Problem details =
All the data below should be printed again without a single difference.
Data shown section start
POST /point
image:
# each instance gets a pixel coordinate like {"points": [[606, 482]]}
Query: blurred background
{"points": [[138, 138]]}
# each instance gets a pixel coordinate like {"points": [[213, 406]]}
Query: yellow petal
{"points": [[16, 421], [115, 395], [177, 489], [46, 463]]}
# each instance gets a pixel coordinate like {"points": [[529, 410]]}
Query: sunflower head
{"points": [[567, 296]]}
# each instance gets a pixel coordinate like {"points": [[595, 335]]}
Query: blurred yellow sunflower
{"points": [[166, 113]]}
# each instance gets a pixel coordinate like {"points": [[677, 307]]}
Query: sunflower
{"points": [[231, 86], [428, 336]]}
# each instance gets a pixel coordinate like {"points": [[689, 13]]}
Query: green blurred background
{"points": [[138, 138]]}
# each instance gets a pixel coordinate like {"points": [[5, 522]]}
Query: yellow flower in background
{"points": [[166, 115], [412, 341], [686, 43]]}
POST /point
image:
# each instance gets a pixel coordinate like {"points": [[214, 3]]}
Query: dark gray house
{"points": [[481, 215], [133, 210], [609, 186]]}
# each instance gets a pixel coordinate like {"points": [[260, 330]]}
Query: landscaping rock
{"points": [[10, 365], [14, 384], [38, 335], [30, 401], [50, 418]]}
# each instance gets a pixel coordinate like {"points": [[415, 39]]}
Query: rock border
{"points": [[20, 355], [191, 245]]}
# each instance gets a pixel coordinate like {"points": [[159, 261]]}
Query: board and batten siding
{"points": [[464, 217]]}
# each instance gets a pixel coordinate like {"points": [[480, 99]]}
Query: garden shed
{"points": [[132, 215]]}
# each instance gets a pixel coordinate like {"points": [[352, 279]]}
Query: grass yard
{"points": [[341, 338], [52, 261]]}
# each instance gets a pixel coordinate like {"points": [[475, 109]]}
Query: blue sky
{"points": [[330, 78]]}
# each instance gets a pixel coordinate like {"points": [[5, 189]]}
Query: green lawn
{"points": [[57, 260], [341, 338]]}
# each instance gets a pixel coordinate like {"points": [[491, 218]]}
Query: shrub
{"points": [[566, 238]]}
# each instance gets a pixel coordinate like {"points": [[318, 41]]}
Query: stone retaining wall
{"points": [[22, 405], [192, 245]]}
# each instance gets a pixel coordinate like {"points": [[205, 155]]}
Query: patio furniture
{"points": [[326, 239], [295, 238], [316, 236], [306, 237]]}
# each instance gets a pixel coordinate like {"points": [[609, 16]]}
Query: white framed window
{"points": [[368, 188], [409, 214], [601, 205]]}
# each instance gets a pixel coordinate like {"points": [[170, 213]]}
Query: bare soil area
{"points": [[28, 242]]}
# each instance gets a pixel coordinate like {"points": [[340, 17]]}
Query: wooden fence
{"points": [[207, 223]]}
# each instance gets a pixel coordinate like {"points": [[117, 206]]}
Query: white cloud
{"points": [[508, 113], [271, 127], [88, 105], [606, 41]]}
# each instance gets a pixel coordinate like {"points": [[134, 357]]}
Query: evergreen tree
Data shown section end
Response box =
POST /point
image:
# each instance gets a pixel coordinate like {"points": [[606, 482]]}
Query: blurred background
{"points": [[138, 138]]}
# each instance gets a pixel coordinate like {"points": [[213, 406]]}
Query: yellow petal
{"points": [[16, 421], [115, 395], [177, 489], [46, 463]]}
# each instance gets a pixel coordinate like {"points": [[529, 410]]}
Query: sunflower head
{"points": [[567, 296]]}
# each instance gets a pixel coordinate like {"points": [[595, 335]]}
Query: blurred yellow sunflower
{"points": [[166, 113]]}
# each instance gets a pixel coordinate like {"points": [[677, 307]]}
Query: sunflower
{"points": [[231, 86], [428, 336]]}
# each instance gets a pixel coordinate like {"points": [[689, 13]]}
Query: green blurred background
{"points": [[138, 138]]}
# each instance gets a pixel coordinate like {"points": [[5, 522]]}
Query: yellow flower in background
{"points": [[166, 115], [412, 341], [686, 43]]}
POST /point
image:
# each instance gets a pixel coordinate like {"points": [[214, 3]]}
Query: dark gray house
{"points": [[481, 215], [133, 210], [609, 186]]}
# each instance gets a pixel coordinate like {"points": [[260, 330]]}
Query: landscaping rock
{"points": [[10, 365], [14, 384], [38, 335], [30, 401], [50, 418]]}
# each instance gets a pixel coordinate like {"points": [[415, 39]]}
Query: rock border
{"points": [[20, 355], [191, 245]]}
# each instance gets a pixel coordinate like {"points": [[159, 261]]}
Query: board and batten siding
{"points": [[464, 217]]}
# each instance gets a pixel coordinate like {"points": [[480, 99]]}
Query: garden shed
{"points": [[132, 215]]}
# each instance gets a pixel coordinate like {"points": [[352, 279]]}
Query: grass yard
{"points": [[341, 338], [52, 261]]}
# each instance gets a pixel coordinate like {"points": [[475, 109]]}
Query: blue sky
{"points": [[330, 78]]}
# each instance gets a pixel coordinate like {"points": [[5, 189]]}
Query: green lawn
{"points": [[57, 260], [341, 338]]}
# each instance gets a pixel coordinate like {"points": [[491, 218]]}
Query: shrub
{"points": [[566, 238]]}
# each instance gets a pixel coordinate like {"points": [[318, 41]]}
Query: stone retaining wall
{"points": [[22, 405], [192, 245]]}
# each instance gets a pixel coordinate like {"points": [[205, 155]]}
Query: patio furniture
{"points": [[326, 239], [295, 238], [316, 236], [306, 237]]}
# each instance gets a pixel coordinate like {"points": [[609, 16]]}
Query: white framed window
{"points": [[368, 188], [409, 214], [601, 205]]}
# each instance gets a pixel coordinate like {"points": [[170, 213]]}
Query: bare soil area
{"points": [[28, 242]]}
# each instance gets a pixel coordinate like {"points": [[340, 17]]}
Query: wooden fence
{"points": [[207, 223]]}
# each instance gets a pixel coordinate like {"points": [[117, 206]]}
Query: white cloud
{"points": [[508, 113], [271, 127], [88, 105], [606, 41]]}
# each instance gets a pixel coordinate like {"points": [[134, 357]]}
Query: evergreen tree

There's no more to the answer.